Mira merasa beruntung karena film belum mulai diproduksi. Saat ini, Mira dan kawan-kawan masih dalam tahap persiapan produksi film. ”Kalau kami sudah berada di tengah-tengah produksi, betapa pusingnya harus menghentikan proses produksi yang sudah berjalan,” kata perempuan yang memproduksi beberapa film-film sukses, seperti Ada Apa dengan Cinta, Petualangan Sherina, dan Laskar Pelangi.
Saat ini, Mira menyiasati persiapan produksi film yang terhambat dengan proses casting dan rapat internal secara daring. Ia juga membatalkan rencana pengecekan lokasi shooting di sejumlah wilayah di Indonesia. Proses pencarian lokasi dilakukan berdasarkan foto-foto yang sudah ada. Sambil menunggu wabah Covid-19 berlalu, lulusan Institut Kesenian Jakarta ini bersama timnya juga berusaha memastikan penulisan naskah beres sesuai jadwal.
Saya sudah menghubungi bioskop untuk memundurkan tanggal tayang. Namun, saya rasa semua produser juga melakukan hal sama.

Bagian Data:
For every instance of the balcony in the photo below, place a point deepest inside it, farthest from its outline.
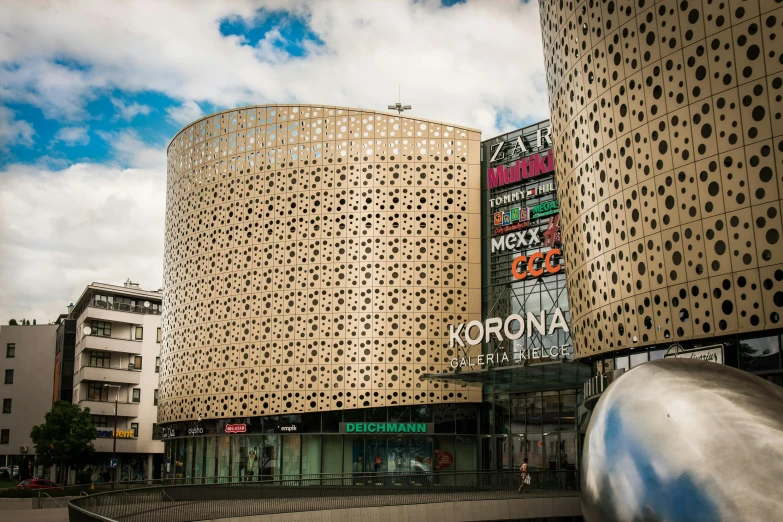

Pertanyaan:
(1) Salin ulang bagian teks bacaan tanpa perubahan, dimulai dari "Mira merasa beruntung" dan berakhir pada "beres sesuai jadwal.".
(2) Tolong ringkas teks bacaan dalam dua kalimat.

Jawaban per Tugas:
(1)
Mira merasa beruntung karena film belum mulai diproduksi. Saat ini, Mira dan kawan-kawan masih dalam tahap persiapan produksi film. ”Kalau kami sudah berada di tengah-tengah produksi, betapa pusingnya harus menghentikan proses produksi yang sudah berjalan,” kata perempuan yang memproduksi beberapa film-film sukses, seperti Ada Apa dengan Cinta, Petualangan Sherina, dan Laskar Pelangi.
Saat ini, Mira menyiasati persiapan produksi film yang terhambat dengan proses casting dan rapat internal secara daring. Ia juga membatalkan rencana pengecekan lokasi shooting di sejumlah wilayah di Indonesia. Proses pencarian lokasi dilakukan berdasarkan foto-foto yang sudah ada. Sambil menunggu wabah Covid-19 berlalu, lulusan Institut Kesenian Jakarta ini bersama timnya juga berusaha memastikan penulisan naskah beres sesuai jadwal.

(2) Mira merasa beruntung karena film belum mulai diproduksi dan ia bersama kawan-kawannya masih dalam tahap persiapan produksi. Ia menyiasati persiapan yang terhambat dengan casting dan rapat internal secara daring, mencari lokasi berdasarkan foto-foto yang sudah ada, serta bersama timnya berusaha memastikan penulisan naskah beres sesuai jadwal.